It feels as if I’m hallucinating: as I lie on the floor, the ceiling suddenly sinks towards me and the walls begin to tilt at an impossible angle. It is my first experience of zero gravity on an European Space Agency (Esa) parabolic flight. In theory I know what is going on, but my brain just cannot grasp that it is actually me that is floating, that I’m suspended midair.
I am accompanying Britain’s first female Esa astronaut, Rosemary Coogan, on the flight as part of her zero gravity training for a potential six-month deployment to the International Space Station. During the three-hour flight, sometimes referred to as the vomit comet, the plane will trace out 31 parabolas – soaring arcs in the sky.
As we await take-off, any nerves I felt have been replaced by excitement, my confidence bolstered by the spacesuit I have been issued and a generous injection of antinausea medication.
The plane will not, literally, be exiting the Earth’s gravitational sphere. Instead, it follows a rollercoaster trajectory designed to simulate zero gravity. Each parabola begins with a steep climb, with the plane reaching a 50-degree angle and close to its maximum speed. At this point, the engines are all but cut and the plane and everyone within are slingshotted into a freefall trajectory. Gravity still exists in the outside world, but not within the plane’s frame of reference. After 22 seconds, the engines rev up again, the plane nosedives and anyone airbound will be dumped unceremoniously back on the floor.
During the first half of the flight, I am assigned the “free floating area” a netted cage with a padded floor at the back of the plane, to try out some basic astronaut mobility skills, while Coogan is learning to use an experimental glove box.
During the “pull up” phase, we experience hyper-gravity. My body is crushed into the floor, hands feel like lead and then the pilot counts down over the intercom: “Three, two, one. Injection”. The engines cut, a hush descends, and weightlessness kicks in.
The first instinct is to “swim” but I find myself flailing ridiculously in midair. Bouncing off the walls like a balloon proves more effective and soon I’m happily turning somersaults.

• [Problems to work on]
**a)** Answer these questions from the parabolic flight account:
(i) How many parabolas will the plane trace out during the flight?
(ii) How many seconds pass before the engines rev up again after being cut?
(iii) What is Coogan learning to use during the first half of the flight?
**b)** Please say whether each statement agrees with the parabolic flight account, and quote the words that decide it:
(i) At the start of each parabola, the plane climbs to a 60-degree angle.
(ii) The flight lasts three hours.
(iii) Swimming through the air works well in zero gravity.
**c)** Extend the parabolic flight account, picking up right after its last sentence.

(Items from a data source)
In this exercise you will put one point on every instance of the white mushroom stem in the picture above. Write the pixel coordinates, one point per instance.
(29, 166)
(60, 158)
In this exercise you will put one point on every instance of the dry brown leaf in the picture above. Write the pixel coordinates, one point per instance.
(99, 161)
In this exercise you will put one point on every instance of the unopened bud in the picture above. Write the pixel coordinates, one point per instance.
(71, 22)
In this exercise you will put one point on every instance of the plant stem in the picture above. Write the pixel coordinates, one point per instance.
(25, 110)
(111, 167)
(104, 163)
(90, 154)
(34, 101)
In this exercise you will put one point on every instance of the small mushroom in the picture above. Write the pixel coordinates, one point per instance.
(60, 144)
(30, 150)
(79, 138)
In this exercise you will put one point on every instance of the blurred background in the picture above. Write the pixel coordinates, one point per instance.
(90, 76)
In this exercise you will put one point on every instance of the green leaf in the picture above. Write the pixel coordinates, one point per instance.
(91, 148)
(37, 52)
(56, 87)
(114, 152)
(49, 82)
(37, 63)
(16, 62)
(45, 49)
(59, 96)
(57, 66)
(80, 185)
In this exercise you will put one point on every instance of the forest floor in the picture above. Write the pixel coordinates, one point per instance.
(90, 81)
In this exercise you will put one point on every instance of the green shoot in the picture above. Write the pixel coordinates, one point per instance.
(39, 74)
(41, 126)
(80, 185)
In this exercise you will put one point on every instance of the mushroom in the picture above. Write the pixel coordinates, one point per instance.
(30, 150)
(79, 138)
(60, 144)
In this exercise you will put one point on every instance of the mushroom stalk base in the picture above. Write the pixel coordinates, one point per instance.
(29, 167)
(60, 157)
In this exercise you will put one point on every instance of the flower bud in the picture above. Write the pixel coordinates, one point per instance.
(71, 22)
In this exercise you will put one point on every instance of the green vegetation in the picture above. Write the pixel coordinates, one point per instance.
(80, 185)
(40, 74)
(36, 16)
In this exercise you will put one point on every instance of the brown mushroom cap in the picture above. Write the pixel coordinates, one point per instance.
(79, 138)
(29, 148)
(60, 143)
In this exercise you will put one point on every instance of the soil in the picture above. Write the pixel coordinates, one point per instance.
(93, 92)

• [Your written answers]
**a)**
(i) 31
(ii) 22 seconds
(iii) An experimental glove box

**b)**
(i) No: "with the plane reaching a 50-degree angle"
(ii) Yes: "During the three-hour flight"
(iii) No: "The first instinct is to “swim” but I find myself flailing ridiculously in midair."

**c)**
“Let go of the notion of up and down,” says Neil Melville, Esa’s parabolic flight coordinator, as we walk up the wall, across the ceiling and shake hands while suspended upside down.
Temporarily gaining the ability to fly is obviously a major draw of the whole experience. But the inner sensation of weightlessness is, unexpectedly, just as extraordinary. The internal organs lift, blood flows effortlessly to the brain, a sense of serene disembodiment takes over.
“You talk to astronauts about these things and, especially if they’ve been looking out of a window for a long time, they forget that they’ve got a body,” Melville says.
The aircraft, an adapted Airbus, was once Angela Merkel’s government plane: it is old enough to have manual controls (a modern commercial plane would automatically block a pilot attempting a 50-degree climb), but with few enough flying hours to be in robust condition. The intensity of forces during the parabola, I am told, is such that its wings visibly flex if you felt inclined to watch them out the window.
Beyond the net cage, the body of the plane has been hollowed out and is lined with a dozen experiments, including a squid-like gripper for capturing space debris, someone playing Pac-Man while wearing an EEG helmet and breathing mask, and a scientist being pulled back and forth along a shuttle contraption while blindfolded. Everyone is tethered to a rail or the floor.
One scientist tells me the brain may work better in zero gravity because blood does not have to work against gravity to deliver oxygen. And each parabola does feel as if I’m entering a state of hyper-reality.
On landing, as I descend from the plane, I consciously feel the Earth’s pull for the first time. In total I’ve spent 11 minutes in weightlessness. It is a short but breathtaking glimpse of life beyond the confines of our home planet.